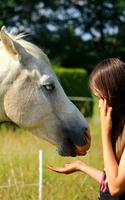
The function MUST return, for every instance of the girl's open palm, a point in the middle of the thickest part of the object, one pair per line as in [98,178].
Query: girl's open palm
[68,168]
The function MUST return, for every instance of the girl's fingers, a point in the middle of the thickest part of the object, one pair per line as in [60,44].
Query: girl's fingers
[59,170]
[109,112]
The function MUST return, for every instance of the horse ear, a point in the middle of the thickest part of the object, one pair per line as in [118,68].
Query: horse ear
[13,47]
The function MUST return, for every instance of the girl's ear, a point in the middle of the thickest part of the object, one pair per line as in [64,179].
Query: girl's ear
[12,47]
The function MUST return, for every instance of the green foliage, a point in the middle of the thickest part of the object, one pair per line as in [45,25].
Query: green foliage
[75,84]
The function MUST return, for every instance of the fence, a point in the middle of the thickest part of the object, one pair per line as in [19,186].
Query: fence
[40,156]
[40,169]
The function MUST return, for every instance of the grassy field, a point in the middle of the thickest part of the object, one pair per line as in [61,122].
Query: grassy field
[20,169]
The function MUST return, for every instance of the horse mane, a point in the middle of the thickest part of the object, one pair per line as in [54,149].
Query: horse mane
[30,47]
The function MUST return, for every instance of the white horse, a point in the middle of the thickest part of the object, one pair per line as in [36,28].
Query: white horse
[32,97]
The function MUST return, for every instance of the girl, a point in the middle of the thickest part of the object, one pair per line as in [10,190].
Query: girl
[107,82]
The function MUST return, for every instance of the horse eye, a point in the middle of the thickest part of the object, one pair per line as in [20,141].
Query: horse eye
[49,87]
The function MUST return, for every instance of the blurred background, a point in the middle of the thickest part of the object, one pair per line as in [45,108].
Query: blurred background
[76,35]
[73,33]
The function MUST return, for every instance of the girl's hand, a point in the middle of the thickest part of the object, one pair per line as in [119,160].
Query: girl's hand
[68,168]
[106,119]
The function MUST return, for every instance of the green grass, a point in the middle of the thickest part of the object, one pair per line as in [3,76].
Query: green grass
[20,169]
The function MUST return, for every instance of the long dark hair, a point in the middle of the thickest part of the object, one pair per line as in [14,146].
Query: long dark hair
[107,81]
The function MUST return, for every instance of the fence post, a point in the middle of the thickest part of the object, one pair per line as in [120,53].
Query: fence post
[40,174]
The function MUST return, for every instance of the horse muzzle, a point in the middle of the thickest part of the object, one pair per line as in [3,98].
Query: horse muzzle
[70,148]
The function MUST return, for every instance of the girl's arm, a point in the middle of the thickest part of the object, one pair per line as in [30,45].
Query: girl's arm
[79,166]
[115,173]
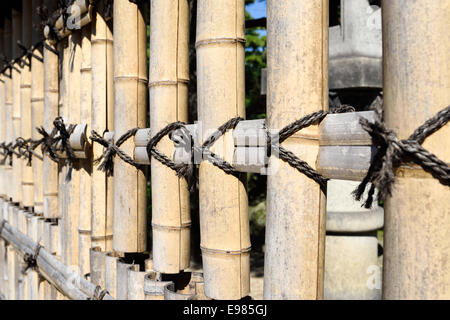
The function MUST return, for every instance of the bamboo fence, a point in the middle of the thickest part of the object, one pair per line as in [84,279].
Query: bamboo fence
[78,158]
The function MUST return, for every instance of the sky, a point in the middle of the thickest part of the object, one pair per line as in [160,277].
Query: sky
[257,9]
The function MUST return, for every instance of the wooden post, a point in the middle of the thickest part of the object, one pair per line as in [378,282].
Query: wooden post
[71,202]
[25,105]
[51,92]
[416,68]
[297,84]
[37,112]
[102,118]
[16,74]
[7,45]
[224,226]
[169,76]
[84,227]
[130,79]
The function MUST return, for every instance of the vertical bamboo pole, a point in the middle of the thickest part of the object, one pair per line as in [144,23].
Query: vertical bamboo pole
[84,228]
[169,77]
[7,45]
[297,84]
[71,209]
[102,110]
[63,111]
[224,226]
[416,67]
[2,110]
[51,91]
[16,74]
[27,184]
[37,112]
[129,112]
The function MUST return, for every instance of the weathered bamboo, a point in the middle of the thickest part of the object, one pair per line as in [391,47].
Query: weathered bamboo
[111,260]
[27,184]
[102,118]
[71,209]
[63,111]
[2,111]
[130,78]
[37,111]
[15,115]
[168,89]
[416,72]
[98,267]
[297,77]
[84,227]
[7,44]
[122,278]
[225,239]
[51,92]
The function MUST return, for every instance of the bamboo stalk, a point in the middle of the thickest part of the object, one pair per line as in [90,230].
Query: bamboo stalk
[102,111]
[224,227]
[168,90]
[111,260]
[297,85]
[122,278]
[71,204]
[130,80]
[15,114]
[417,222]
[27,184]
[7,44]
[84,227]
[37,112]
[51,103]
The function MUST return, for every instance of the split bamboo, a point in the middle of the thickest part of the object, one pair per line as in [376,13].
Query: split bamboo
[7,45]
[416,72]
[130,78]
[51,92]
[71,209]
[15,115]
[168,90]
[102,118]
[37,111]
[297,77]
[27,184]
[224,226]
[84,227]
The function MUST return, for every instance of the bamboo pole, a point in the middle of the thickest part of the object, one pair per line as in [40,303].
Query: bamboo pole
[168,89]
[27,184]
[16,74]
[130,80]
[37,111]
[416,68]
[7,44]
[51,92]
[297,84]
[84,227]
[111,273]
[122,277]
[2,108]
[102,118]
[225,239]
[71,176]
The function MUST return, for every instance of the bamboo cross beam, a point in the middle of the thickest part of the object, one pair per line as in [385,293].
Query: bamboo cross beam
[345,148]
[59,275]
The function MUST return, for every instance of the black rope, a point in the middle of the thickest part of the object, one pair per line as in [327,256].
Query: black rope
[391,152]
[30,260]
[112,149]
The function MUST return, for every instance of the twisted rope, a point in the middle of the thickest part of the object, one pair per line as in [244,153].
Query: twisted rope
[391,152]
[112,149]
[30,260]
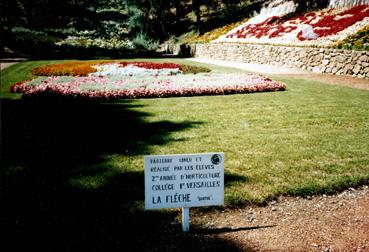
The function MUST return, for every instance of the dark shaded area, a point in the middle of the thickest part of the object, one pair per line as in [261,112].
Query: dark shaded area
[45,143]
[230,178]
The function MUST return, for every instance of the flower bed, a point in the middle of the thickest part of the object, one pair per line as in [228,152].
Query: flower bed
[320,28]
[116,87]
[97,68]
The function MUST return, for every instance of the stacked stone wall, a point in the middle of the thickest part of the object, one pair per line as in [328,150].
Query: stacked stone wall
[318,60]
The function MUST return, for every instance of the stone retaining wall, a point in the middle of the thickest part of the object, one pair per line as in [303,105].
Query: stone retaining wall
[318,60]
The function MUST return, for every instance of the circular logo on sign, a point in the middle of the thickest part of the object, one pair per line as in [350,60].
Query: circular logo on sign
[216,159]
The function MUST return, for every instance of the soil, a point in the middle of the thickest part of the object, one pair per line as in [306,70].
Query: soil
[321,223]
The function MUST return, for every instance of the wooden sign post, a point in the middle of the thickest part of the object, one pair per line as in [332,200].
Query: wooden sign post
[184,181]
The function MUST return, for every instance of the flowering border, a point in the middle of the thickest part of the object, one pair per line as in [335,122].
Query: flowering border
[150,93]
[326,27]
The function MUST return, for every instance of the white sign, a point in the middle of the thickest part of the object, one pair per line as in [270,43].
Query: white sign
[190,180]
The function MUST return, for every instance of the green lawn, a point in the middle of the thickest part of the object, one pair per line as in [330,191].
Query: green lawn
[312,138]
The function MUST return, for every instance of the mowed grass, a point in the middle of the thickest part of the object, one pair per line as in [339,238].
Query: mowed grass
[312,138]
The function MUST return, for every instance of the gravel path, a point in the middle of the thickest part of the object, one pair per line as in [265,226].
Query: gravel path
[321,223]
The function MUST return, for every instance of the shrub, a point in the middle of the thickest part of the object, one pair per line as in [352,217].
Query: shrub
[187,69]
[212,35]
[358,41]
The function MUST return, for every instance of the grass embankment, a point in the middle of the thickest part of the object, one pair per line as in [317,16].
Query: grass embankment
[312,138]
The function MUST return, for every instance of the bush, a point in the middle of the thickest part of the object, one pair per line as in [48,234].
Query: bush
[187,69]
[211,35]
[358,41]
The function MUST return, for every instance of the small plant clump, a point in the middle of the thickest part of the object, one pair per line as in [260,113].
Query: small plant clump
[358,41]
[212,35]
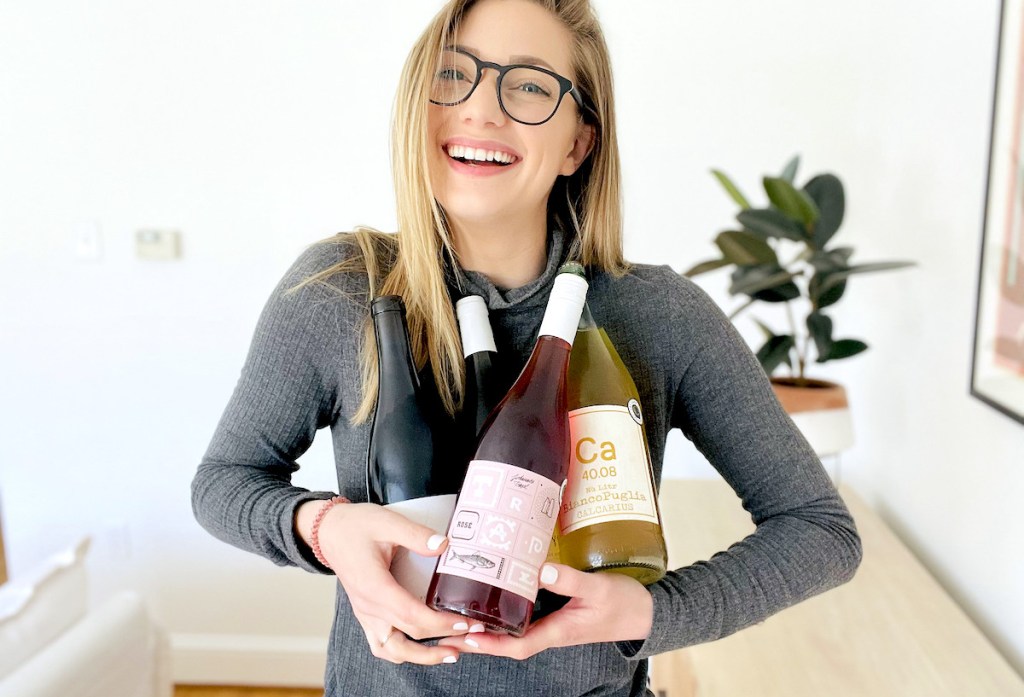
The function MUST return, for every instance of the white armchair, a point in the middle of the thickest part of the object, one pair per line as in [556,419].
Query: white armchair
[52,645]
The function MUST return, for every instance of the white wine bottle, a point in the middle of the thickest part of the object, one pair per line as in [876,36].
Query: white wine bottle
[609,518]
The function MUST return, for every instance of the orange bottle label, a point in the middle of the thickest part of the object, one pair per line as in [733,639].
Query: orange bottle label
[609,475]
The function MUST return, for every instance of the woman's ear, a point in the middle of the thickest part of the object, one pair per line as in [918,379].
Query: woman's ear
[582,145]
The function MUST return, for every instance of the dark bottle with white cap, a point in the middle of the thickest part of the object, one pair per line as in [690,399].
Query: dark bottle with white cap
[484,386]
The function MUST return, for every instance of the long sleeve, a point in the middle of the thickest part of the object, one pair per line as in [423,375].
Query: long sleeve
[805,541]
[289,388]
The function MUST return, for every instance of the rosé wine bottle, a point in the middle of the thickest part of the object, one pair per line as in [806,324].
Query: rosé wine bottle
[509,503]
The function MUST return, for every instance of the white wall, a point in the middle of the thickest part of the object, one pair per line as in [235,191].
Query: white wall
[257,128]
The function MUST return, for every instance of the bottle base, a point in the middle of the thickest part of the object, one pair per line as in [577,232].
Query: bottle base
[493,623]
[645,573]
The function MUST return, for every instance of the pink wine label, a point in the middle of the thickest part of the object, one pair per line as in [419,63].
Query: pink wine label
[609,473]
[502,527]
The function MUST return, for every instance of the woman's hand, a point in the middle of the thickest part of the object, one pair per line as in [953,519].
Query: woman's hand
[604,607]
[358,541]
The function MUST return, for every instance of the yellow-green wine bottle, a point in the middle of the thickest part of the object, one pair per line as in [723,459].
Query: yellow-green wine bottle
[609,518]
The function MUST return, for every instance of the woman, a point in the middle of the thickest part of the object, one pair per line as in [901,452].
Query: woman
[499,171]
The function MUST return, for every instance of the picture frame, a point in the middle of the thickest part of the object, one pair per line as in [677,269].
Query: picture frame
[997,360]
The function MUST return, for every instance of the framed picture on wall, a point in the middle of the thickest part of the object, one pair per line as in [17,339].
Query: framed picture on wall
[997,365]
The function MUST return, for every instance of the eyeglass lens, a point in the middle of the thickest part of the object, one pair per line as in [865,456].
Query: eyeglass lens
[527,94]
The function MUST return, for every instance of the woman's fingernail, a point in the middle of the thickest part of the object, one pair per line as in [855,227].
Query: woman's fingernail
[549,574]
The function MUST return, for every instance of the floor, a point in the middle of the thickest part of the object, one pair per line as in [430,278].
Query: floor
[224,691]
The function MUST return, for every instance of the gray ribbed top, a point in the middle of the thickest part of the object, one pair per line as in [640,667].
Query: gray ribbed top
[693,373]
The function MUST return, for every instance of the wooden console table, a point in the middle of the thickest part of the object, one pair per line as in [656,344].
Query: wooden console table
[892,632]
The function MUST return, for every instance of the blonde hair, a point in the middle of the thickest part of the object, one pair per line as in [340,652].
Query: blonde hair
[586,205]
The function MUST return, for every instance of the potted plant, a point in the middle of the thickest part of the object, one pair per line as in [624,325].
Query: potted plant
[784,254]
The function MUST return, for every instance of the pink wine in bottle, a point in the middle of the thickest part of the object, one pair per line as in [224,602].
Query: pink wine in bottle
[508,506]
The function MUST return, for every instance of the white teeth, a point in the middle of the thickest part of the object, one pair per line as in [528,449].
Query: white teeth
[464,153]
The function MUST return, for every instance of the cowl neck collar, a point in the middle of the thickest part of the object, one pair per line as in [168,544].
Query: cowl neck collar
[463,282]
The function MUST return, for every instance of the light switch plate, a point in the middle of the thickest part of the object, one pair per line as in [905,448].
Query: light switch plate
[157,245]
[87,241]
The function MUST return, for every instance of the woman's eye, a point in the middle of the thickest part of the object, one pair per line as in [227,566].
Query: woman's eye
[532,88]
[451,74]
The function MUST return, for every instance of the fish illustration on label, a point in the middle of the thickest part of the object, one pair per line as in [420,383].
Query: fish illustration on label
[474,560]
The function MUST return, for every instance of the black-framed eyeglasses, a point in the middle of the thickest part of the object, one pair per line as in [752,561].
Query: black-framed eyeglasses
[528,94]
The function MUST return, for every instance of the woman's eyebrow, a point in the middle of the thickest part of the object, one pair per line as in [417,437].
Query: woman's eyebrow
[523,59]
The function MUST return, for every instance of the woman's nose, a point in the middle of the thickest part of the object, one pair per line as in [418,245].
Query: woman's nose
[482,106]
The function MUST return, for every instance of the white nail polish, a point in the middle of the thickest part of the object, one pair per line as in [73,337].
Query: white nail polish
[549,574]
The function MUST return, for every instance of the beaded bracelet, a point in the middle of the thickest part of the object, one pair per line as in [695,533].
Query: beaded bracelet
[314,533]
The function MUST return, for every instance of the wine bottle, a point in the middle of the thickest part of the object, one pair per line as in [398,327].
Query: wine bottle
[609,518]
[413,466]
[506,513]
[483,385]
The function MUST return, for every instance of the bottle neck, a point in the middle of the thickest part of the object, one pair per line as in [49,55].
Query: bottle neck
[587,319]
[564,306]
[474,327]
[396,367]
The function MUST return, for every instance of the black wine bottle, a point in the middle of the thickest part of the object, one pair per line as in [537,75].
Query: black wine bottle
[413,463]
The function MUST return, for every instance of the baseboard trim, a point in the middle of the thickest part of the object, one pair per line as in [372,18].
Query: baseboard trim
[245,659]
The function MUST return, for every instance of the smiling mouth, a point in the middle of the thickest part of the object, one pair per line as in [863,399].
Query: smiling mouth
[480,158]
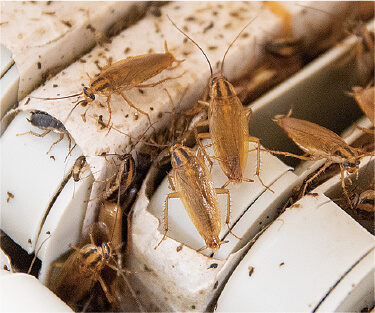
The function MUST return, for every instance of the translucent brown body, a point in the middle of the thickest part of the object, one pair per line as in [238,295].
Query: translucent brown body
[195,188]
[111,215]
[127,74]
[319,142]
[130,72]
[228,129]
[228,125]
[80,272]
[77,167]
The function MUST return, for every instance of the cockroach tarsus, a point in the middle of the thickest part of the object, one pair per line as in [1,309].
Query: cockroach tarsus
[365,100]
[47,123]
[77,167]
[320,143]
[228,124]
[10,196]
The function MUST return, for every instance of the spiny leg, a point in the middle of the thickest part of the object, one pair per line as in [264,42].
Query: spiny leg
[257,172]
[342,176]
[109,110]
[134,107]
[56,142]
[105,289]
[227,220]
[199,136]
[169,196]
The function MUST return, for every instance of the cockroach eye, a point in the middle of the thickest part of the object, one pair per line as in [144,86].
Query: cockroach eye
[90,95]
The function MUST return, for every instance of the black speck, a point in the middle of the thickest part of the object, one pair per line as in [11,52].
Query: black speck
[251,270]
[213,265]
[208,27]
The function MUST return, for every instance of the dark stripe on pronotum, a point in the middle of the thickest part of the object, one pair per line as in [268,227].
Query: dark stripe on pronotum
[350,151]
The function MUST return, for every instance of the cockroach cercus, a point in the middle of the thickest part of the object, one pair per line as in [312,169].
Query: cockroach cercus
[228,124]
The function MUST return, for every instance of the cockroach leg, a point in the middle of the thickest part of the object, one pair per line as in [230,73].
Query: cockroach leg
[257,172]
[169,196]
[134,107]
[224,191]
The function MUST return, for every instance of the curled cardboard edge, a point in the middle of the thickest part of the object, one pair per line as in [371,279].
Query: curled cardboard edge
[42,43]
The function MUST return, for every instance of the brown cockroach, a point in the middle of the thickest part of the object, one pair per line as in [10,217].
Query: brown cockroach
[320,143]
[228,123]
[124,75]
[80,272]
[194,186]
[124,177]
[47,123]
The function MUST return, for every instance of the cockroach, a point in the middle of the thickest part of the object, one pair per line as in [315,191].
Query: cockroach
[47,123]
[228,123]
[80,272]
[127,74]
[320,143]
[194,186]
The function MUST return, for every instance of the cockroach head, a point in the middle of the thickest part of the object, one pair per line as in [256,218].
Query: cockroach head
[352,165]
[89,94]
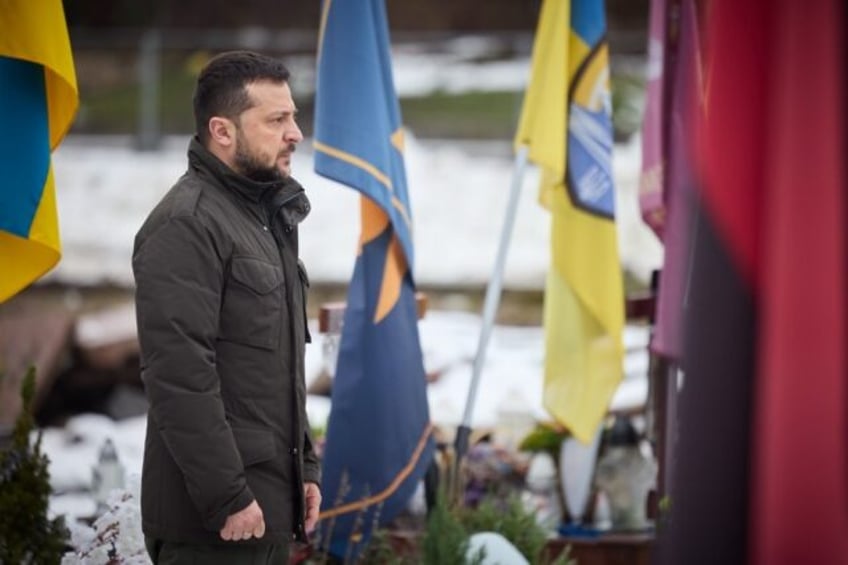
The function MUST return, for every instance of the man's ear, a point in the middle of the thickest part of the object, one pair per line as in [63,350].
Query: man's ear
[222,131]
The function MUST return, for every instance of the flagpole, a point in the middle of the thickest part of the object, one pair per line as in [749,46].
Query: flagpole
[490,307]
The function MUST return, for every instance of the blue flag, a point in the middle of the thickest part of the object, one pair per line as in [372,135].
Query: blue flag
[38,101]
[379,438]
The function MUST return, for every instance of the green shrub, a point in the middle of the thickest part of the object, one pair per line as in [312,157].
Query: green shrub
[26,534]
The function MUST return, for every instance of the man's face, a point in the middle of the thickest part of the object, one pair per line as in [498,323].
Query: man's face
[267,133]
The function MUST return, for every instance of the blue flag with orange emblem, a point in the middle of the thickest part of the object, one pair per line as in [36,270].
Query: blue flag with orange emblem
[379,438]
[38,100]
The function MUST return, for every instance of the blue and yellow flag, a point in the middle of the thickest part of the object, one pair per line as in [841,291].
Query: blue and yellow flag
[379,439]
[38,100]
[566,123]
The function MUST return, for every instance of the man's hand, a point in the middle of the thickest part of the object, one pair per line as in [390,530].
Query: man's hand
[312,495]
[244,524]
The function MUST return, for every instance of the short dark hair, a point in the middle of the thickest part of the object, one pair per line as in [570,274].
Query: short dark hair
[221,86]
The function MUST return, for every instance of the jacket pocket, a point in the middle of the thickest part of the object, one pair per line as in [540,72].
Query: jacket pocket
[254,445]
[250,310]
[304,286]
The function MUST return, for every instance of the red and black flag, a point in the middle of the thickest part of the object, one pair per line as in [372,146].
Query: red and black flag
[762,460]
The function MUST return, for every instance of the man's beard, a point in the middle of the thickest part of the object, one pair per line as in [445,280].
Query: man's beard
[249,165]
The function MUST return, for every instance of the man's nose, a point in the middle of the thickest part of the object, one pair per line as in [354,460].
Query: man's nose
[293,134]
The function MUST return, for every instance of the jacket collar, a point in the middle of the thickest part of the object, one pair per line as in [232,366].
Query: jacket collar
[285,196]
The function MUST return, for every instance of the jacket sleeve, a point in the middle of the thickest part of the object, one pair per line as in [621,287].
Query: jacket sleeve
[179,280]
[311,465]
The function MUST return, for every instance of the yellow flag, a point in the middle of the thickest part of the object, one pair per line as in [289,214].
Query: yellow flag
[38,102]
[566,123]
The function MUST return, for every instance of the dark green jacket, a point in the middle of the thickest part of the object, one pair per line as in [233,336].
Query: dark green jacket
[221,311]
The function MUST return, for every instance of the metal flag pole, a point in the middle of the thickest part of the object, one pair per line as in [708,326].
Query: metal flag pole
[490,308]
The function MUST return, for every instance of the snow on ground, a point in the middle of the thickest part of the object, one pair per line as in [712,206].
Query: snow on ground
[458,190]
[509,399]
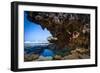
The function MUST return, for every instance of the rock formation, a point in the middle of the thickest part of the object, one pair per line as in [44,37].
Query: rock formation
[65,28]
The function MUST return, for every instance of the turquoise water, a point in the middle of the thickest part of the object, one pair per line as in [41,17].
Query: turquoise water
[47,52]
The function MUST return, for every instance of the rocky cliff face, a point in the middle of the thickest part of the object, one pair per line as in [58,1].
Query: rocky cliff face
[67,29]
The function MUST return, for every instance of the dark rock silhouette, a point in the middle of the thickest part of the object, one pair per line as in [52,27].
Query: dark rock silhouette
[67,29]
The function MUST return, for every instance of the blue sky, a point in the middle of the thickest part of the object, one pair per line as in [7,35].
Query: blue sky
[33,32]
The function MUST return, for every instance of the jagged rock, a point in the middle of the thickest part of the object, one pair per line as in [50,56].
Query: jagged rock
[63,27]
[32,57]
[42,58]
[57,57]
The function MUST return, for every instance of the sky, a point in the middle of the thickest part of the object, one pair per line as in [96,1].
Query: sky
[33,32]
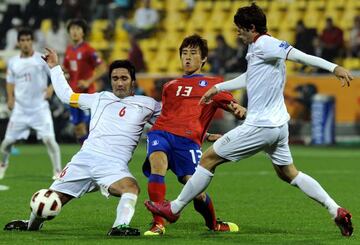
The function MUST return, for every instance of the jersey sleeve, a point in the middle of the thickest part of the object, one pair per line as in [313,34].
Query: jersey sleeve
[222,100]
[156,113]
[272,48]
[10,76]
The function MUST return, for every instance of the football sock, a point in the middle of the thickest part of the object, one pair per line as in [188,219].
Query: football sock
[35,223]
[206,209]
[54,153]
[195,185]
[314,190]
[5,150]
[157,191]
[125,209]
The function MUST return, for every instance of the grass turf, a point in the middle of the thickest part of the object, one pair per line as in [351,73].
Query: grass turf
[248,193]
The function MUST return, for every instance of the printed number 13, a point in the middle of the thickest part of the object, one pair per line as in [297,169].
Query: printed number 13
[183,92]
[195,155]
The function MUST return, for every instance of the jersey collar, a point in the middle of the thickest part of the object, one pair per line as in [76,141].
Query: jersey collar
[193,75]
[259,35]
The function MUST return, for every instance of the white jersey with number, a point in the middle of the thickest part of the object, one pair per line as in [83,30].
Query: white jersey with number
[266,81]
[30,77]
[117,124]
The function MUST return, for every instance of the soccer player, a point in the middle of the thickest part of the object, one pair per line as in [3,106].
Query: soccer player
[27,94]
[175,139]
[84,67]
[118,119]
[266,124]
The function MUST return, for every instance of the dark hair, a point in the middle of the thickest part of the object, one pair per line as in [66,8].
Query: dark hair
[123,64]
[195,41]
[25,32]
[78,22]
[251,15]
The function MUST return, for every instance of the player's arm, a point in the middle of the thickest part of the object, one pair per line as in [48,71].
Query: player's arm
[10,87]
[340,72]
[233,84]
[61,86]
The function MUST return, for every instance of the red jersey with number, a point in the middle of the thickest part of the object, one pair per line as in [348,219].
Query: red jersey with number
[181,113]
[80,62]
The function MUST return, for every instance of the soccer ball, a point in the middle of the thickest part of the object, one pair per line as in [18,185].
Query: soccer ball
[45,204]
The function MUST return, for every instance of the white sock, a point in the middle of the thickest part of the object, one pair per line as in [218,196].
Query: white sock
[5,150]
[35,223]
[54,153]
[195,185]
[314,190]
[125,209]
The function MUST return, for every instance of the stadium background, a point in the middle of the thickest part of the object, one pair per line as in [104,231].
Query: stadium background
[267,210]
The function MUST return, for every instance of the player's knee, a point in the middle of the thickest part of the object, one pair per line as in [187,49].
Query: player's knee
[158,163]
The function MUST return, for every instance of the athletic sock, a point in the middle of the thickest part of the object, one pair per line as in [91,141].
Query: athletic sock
________________
Repeat only the stretch of lines that begins at the line containing "The function MUST return, for every instance of the stadium" and ends at the last line above, both included.

• _Solution for this exercise_
The function MUST return, for every instance of the stadium background, a point in the middle of the thickest part of the object, one pair per line as in [104,231].
Query: stadium background
[267,210]
The function MUST return, for every instance of the player's knee, a point in the middle of the thickest part of the object, one pair per line as in [187,49].
Query: player's knee
[158,163]
The function MUST return, for every instance of the athletic sock, a point in the middle of the thickest part of the object, one pair per line as in [91,141].
Query: athletic sock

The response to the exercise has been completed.